◆ Work task
Copy the listing below verbatim, from its first line up to and including the line with "335L532 343L549 345L553".

◆ Provided records
◆ ◆ ◆ ◆ ◆

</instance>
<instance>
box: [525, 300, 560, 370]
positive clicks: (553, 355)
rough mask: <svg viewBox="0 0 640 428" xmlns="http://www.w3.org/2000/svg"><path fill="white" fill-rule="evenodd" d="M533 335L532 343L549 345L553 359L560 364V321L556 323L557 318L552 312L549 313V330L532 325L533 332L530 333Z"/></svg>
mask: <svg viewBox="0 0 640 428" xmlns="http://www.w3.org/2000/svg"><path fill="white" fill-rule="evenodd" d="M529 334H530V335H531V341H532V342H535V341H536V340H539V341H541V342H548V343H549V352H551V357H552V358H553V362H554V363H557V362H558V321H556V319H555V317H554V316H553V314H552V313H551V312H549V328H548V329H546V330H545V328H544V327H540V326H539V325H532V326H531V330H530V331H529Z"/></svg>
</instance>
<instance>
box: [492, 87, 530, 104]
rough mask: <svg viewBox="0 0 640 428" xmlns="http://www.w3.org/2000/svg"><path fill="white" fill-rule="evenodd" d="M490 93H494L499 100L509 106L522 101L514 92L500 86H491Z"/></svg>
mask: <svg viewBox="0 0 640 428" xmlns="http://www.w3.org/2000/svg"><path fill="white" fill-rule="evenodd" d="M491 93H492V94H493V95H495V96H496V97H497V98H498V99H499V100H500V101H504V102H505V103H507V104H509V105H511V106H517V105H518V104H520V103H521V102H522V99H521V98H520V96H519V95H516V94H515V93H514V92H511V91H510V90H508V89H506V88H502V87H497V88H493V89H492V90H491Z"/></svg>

◆ ◆ ◆ ◆ ◆

◆ Response area
</instance>
<instance>
box: [525, 300, 560, 370]
positive clicks: (553, 355)
rough mask: <svg viewBox="0 0 640 428" xmlns="http://www.w3.org/2000/svg"><path fill="white" fill-rule="evenodd" d="M533 335L532 343L549 345L553 359L560 364V321L556 323L557 318L552 312L549 313V330L532 325L533 332L530 333Z"/></svg>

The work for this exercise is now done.